**EXTRAIT SOURCE**:
============================================================

Lire le poème ( CinéRime ) correspondant : ' Enfants de Zeus '

   
1860 en Sicile. Tandis que Garibaldi et ses chemises rouges débarquent et sèment la terreur, le Prince Don Fabrizio Salina (Burt Lancaster), accompagné de sa femme, de ses enfants, et de son "confesseur", le Père Pirrone (Romolo Valli), se rend, comme chaque année, à son palais de Donnafugata. Son neveu, Tancrède Falconeri (Alain Delon), dont la famille espérait jusqu'alors le mariage avec l'une des filles du Prince, Concetta (Lucilla Morlacchi), s'éprend de la resplendissante Angelica (Claudia Cardinale), fille du maire bourgeois de la ville, le richissime Don Calogero Sedara (Paolo Stoppa). Ancien partisan de Garibaldi, le jeune homme devient officier dans l'armée régulière du nouveau roi Victor Emmanuel de Savoie, lorsque celui-ci est plébiscité...

============================================================

**DONNÉES AFFICHÉES**:
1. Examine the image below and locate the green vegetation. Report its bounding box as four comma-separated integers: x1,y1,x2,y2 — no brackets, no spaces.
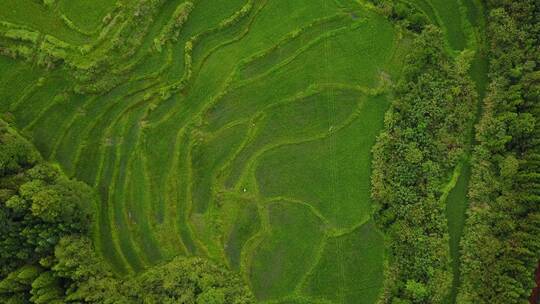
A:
458,1,540,303
0,0,540,304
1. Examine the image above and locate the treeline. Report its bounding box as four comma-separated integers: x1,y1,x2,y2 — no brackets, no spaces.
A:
458,0,540,304
372,26,476,304
0,120,254,304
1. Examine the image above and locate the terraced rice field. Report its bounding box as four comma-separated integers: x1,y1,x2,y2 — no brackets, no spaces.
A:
0,0,480,303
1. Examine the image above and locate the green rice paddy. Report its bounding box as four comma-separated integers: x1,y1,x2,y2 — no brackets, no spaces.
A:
0,0,484,304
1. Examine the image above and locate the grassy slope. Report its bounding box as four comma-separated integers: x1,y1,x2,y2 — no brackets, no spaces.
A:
0,0,406,303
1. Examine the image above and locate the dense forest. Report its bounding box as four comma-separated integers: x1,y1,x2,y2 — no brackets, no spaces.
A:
0,0,540,304
373,0,540,303
458,0,540,303
0,120,253,304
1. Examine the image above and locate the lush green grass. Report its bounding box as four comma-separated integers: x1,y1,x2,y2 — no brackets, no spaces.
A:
446,160,471,303
0,0,414,303
57,0,115,32
303,221,384,304
247,201,324,300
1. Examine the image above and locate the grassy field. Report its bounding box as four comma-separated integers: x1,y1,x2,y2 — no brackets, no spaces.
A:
0,0,484,304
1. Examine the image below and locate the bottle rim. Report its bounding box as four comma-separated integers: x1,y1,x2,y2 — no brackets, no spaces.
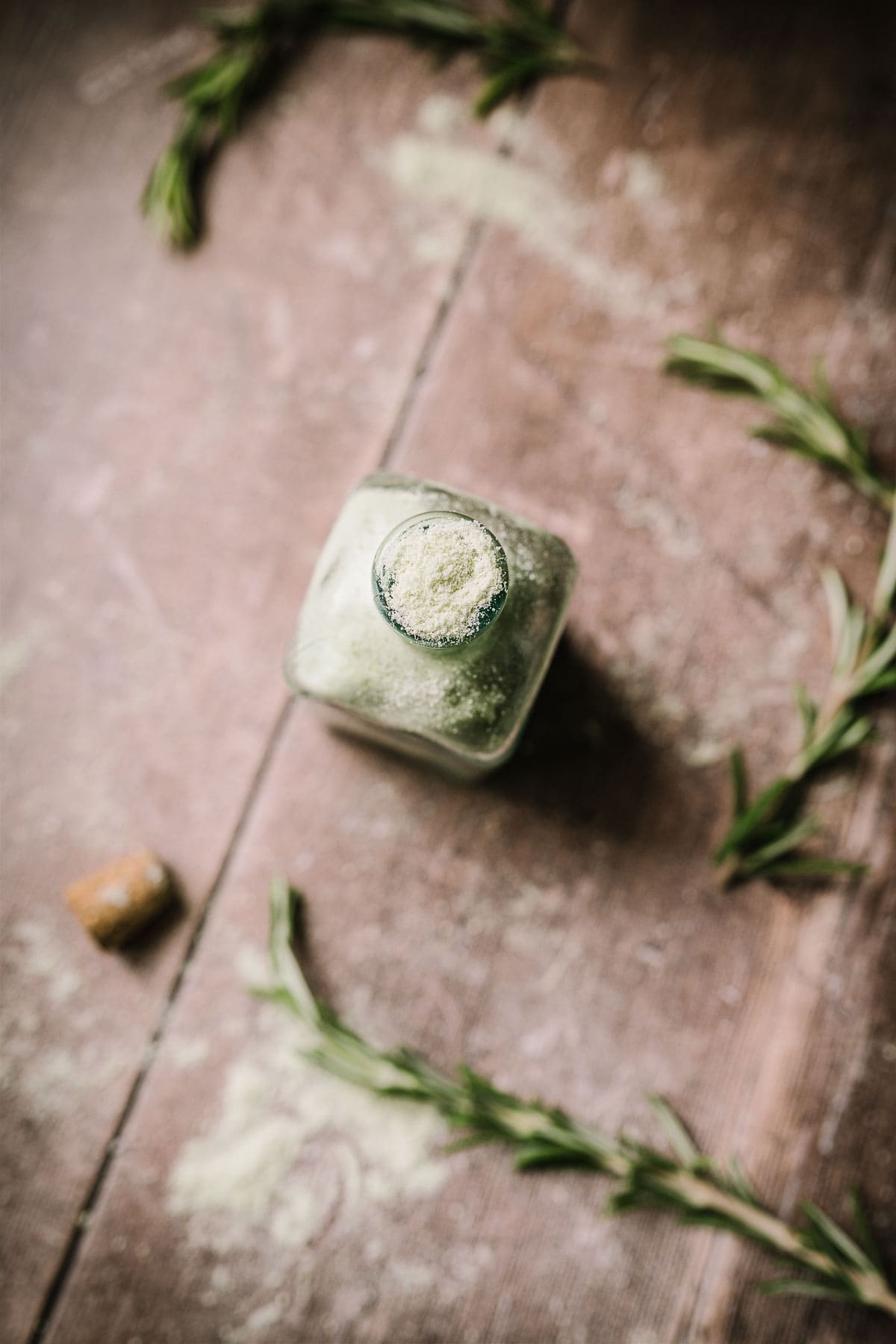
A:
371,509,511,650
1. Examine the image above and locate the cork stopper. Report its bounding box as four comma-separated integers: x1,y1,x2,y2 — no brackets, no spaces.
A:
64,850,175,948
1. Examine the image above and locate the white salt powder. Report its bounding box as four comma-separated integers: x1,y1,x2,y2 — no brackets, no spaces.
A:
379,514,506,644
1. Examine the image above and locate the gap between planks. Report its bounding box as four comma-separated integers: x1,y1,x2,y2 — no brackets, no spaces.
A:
30,108,518,1344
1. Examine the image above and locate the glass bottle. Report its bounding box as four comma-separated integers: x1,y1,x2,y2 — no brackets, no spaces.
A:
284,472,578,778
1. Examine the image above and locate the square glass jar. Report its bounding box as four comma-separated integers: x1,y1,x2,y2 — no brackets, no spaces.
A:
284,472,578,778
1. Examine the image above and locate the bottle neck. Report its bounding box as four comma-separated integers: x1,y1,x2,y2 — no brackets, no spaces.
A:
372,511,509,649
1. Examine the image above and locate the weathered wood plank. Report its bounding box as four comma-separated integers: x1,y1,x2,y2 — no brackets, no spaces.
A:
0,4,491,1340
8,5,893,1344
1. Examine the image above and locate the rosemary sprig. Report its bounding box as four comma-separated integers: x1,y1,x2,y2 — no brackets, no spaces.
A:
257,879,896,1317
665,335,893,509
666,336,896,883
141,0,606,249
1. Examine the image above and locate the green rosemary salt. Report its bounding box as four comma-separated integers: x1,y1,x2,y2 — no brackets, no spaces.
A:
378,514,508,645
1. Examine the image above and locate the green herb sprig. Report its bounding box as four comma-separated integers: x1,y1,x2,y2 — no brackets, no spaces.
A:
257,879,896,1317
665,335,895,509
666,336,896,883
141,0,606,249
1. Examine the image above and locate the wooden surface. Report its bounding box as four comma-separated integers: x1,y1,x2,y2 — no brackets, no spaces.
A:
0,0,896,1344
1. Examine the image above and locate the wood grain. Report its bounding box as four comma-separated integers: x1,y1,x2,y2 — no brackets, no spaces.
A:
0,4,491,1340
4,0,896,1344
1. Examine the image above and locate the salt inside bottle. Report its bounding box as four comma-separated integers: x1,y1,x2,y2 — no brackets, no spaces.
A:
284,472,576,778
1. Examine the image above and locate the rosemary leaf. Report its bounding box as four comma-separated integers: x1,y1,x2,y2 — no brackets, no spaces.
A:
665,335,893,508
141,0,606,249
666,335,896,884
264,879,896,1319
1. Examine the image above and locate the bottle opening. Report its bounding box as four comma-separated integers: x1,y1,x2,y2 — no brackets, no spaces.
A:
372,512,509,649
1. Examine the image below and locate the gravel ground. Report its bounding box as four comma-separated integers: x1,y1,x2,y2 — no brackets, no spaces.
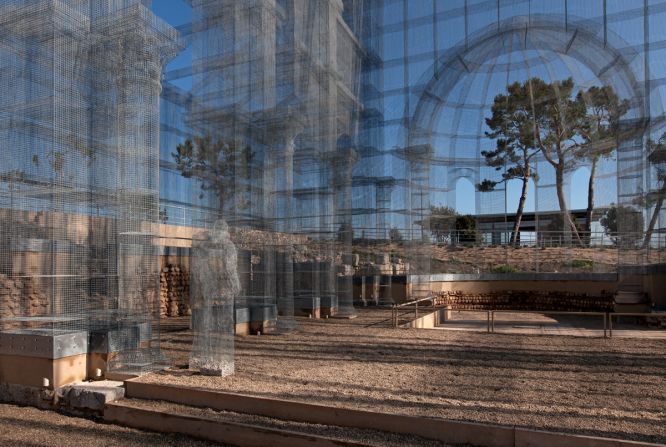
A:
122,399,464,447
0,404,220,447
141,310,666,443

============================================================

Reproduisez l'extrait sur la Sicile de 1860 en entier, sans rien y modifier. Les lignes n'ont aucun lien avec l'extrait.

**RÉSULTAT ATTENDU**:
Lire le poème ( CinéRime ) correspondant : ' Enfants de Zeus '

   
1860 en Sicile. Tandis que Garibaldi et ses chemises rouges débarquent et sèment la terreur, le Prince Don Fabrizio Salina (Burt Lancaster), accompagné de sa femme, de ses enfants, et de son "confesseur", le Père Pirrone (Romolo Valli), se rend, comme chaque année, à son palais de Donnafugata. Son neveu, Tancrède Falconeri (Alain Delon), dont la famille espérait jusqu'alors le mariage avec l'une des filles du Prince, Concetta (Lucilla Morlacchi), s'éprend de la resplendissante Angelica (Claudia Cardinale), fille du maire bourgeois de la ville, le richissime Don Calogero Sedara (Paolo Stoppa). Ancien partisan de Garibaldi, le jeune homme devient officier dans l'armée régulière du nouveau roi Victor Emmanuel de Savoie, lorsque celui-ci est plébiscité...